*** Input

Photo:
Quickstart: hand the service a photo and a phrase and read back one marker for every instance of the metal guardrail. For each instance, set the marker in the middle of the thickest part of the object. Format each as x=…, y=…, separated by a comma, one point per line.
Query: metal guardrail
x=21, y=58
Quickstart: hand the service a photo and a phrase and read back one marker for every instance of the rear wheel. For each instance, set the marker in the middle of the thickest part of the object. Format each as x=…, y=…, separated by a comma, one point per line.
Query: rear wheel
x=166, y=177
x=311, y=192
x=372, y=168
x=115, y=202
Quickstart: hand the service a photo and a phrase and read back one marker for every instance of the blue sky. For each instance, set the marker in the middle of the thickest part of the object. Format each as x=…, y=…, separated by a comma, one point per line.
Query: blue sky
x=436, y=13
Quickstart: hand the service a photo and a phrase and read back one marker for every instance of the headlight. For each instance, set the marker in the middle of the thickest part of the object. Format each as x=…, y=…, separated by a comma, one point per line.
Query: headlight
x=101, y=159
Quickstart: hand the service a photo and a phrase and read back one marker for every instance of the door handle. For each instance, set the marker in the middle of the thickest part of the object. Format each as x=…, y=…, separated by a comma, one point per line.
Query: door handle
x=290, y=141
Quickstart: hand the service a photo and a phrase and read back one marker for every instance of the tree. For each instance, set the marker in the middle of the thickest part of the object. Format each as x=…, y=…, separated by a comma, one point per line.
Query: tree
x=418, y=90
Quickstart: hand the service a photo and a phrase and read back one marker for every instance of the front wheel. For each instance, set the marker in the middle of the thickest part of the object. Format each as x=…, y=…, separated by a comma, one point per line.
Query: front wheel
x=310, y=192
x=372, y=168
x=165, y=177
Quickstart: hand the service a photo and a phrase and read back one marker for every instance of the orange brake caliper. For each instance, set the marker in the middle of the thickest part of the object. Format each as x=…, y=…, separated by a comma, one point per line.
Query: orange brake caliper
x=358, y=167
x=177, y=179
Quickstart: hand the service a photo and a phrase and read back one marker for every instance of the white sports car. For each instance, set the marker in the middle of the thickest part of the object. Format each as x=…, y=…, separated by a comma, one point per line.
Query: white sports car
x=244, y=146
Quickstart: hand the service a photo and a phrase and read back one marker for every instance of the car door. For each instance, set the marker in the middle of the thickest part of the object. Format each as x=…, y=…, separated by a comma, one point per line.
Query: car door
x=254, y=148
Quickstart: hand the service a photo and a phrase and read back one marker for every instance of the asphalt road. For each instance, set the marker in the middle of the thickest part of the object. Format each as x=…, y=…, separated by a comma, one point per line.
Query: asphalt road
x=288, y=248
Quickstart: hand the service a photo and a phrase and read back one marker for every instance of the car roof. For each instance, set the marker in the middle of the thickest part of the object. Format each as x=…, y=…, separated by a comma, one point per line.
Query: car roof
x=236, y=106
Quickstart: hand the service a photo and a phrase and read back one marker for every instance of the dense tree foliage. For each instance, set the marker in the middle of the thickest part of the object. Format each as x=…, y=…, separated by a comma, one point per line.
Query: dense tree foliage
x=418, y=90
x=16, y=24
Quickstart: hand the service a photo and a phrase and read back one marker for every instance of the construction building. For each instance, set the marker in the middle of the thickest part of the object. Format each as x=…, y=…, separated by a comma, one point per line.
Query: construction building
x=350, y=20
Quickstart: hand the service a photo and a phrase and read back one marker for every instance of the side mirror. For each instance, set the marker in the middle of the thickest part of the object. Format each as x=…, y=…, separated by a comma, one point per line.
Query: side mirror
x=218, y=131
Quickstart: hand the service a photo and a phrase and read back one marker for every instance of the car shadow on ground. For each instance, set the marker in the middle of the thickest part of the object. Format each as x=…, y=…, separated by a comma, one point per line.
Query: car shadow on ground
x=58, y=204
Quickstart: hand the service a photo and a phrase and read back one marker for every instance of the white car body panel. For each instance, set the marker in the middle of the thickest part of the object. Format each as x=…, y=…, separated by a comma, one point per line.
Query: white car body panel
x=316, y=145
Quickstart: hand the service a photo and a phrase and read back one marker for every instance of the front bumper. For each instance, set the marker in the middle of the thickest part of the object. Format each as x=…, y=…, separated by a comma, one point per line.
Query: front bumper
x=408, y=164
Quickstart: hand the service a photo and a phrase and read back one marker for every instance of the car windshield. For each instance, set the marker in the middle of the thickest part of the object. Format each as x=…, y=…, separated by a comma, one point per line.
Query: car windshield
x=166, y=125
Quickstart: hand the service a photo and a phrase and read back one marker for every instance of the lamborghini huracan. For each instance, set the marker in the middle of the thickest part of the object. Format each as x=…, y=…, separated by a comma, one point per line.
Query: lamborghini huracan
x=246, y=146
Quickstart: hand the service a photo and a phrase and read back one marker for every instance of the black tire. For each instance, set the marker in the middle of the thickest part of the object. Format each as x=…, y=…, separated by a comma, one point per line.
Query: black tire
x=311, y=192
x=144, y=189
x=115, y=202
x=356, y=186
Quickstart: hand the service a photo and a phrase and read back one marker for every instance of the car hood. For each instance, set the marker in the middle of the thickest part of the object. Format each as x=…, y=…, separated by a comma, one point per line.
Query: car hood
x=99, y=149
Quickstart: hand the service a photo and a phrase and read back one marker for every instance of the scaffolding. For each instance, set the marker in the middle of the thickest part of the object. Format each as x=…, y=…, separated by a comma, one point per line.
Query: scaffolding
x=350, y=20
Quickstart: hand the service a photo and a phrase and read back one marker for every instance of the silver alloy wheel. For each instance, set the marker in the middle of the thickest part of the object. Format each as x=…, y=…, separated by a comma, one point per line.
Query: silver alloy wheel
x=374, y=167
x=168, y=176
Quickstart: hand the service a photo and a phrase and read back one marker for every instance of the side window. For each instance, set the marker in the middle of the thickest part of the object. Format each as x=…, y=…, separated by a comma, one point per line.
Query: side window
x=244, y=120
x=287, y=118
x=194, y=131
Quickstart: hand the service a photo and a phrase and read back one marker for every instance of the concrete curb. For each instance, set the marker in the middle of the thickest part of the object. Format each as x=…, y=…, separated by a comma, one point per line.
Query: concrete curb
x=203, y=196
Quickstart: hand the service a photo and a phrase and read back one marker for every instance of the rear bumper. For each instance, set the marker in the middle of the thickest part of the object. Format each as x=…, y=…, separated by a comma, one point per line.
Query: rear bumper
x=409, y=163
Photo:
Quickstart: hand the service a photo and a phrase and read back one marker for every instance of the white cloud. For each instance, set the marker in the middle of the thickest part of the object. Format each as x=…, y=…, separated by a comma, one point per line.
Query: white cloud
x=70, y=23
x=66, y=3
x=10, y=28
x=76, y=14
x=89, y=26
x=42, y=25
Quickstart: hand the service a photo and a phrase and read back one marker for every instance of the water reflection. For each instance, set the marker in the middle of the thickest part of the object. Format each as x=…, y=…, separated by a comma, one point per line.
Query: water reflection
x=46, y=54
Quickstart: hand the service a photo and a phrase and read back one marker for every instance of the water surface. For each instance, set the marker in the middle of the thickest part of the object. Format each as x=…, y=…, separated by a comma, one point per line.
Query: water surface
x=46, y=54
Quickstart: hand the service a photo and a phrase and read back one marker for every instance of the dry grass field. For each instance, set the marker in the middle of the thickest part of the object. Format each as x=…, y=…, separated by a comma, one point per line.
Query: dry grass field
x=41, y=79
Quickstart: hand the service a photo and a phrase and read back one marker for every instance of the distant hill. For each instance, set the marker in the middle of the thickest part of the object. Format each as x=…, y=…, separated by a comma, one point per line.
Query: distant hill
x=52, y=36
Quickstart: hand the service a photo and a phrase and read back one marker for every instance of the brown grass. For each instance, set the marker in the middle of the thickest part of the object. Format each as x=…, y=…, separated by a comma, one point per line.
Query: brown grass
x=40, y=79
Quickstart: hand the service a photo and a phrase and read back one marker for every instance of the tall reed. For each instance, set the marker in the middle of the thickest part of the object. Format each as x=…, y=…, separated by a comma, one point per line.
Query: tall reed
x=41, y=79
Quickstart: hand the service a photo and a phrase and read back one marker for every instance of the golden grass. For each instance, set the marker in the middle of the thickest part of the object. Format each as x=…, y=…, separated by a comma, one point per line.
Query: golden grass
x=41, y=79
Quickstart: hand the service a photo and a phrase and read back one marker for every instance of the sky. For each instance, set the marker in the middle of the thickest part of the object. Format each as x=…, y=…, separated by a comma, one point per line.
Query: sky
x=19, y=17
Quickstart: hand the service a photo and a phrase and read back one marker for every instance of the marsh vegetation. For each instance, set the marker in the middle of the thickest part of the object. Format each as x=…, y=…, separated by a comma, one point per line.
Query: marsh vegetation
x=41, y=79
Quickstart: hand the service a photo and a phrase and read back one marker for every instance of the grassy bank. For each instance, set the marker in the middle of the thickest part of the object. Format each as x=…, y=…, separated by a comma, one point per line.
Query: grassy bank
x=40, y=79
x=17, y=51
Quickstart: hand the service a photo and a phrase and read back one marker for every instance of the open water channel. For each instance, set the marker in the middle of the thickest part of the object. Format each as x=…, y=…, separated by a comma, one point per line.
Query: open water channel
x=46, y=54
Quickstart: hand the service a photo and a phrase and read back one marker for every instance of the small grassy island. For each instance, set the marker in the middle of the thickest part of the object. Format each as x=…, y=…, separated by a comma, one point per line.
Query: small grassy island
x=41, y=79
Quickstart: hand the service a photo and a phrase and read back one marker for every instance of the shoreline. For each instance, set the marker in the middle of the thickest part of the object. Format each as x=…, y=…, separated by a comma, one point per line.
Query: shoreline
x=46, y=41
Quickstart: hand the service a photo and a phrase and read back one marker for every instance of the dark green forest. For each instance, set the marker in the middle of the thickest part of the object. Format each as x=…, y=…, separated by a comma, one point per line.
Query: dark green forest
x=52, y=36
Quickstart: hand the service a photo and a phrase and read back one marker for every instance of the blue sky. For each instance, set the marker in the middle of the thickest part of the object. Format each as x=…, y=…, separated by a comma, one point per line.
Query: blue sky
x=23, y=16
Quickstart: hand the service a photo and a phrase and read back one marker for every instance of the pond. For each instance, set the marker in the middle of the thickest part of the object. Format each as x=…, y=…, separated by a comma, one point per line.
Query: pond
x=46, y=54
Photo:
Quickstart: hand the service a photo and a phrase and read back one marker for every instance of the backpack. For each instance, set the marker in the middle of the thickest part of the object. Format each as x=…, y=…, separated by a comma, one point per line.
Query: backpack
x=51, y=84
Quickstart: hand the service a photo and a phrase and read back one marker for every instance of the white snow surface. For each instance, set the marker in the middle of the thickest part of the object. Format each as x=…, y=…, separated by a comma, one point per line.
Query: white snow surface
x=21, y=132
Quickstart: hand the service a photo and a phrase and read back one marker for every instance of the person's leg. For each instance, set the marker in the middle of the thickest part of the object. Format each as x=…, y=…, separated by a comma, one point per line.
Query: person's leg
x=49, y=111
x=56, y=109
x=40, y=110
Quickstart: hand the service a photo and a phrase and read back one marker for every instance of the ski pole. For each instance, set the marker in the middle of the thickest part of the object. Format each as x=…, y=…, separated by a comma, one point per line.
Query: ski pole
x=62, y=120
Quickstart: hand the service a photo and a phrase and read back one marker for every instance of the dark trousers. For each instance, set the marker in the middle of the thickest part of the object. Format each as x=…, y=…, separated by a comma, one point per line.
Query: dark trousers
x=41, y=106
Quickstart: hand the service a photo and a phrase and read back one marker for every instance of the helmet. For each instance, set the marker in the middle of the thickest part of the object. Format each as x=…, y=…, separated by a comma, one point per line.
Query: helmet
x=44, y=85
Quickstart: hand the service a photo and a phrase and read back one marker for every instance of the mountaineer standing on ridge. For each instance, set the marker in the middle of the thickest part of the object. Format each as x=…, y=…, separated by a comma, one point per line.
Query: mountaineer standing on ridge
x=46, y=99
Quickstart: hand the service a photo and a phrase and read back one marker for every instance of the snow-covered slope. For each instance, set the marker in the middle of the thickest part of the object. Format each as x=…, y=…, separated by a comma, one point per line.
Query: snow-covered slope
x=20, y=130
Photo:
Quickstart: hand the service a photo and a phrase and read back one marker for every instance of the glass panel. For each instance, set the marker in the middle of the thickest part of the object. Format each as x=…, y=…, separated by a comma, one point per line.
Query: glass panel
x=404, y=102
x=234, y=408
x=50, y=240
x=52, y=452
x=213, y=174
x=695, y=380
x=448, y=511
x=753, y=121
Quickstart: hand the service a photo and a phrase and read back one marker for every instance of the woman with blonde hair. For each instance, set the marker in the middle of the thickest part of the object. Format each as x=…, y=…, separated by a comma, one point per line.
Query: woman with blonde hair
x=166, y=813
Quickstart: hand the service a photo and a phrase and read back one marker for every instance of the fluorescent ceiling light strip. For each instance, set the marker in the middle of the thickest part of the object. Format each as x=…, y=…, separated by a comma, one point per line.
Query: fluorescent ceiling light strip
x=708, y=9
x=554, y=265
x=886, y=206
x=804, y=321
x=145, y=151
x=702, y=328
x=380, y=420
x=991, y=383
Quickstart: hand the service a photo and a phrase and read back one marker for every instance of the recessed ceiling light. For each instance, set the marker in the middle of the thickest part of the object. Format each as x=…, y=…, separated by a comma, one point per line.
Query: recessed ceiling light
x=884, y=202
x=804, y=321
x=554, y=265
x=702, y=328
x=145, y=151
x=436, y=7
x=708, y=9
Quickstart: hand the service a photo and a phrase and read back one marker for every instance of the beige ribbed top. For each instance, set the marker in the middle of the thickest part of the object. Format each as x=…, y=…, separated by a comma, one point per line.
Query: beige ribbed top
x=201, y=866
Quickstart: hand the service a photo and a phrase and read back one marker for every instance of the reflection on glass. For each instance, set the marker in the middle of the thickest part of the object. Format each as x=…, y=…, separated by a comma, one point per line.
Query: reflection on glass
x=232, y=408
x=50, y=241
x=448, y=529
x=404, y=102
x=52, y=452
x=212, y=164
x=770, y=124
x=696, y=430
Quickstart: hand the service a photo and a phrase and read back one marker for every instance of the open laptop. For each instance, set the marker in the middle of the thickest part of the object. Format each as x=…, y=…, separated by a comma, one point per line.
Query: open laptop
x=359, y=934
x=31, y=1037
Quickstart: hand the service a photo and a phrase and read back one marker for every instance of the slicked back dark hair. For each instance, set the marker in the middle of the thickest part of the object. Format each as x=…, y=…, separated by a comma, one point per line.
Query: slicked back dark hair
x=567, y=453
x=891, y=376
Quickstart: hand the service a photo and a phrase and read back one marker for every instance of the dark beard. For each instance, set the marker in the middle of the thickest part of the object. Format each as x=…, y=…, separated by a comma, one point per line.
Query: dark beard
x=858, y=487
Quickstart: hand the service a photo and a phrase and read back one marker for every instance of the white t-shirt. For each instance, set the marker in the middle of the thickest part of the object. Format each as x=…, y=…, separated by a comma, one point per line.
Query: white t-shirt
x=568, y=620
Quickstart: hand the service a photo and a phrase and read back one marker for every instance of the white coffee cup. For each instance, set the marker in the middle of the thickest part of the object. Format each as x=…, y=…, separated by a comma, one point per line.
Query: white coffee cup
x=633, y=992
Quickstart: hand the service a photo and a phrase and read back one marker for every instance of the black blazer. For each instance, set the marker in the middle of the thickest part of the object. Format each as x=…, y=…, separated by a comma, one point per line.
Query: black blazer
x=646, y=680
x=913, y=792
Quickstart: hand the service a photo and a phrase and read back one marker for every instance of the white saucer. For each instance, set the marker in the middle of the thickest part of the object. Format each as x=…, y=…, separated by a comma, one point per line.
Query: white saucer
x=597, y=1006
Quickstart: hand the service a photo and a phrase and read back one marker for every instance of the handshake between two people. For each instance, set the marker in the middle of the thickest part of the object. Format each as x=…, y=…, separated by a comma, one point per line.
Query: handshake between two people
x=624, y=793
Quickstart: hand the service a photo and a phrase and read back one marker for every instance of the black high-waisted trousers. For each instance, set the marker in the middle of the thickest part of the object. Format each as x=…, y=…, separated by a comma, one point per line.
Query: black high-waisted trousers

******

[Exercise instructions] Rewrite every line of the records, beginning at the line that contains "of the beige" and stopping after the line that contains "x=31, y=1037". Shift each x and y coordinate in the answers up by 114.

[Completed exercise]
Quickstart: hand the service a photo and a phrase and read back one marker for every instance of the beige ribbed top. For each instance, set the marker in the middle of the thickest part of the object. Format each as x=…, y=…, separated by a comma, one point per line.
Query: beige ribbed top
x=315, y=980
Quickstart: hand the service a photo and a phrase and read back one marker for every instance of the reflection on glass. For each instance, set the marker in the middle of the thickest part of the object. Format each as x=…, y=…, separated by a comma, one point per line.
Query: reflection on glass
x=346, y=522
x=164, y=355
x=562, y=643
x=518, y=216
x=166, y=566
x=326, y=278
x=884, y=238
x=810, y=544
Quickstart: hand the service a photo and a phrase and read back one marker for every instance of the open laptop. For each instance, set the marker in the middle of the thickest part of the object. Format each as x=…, y=…, separated by a comma, one point per line.
Query: open laptop
x=473, y=1048
x=145, y=1151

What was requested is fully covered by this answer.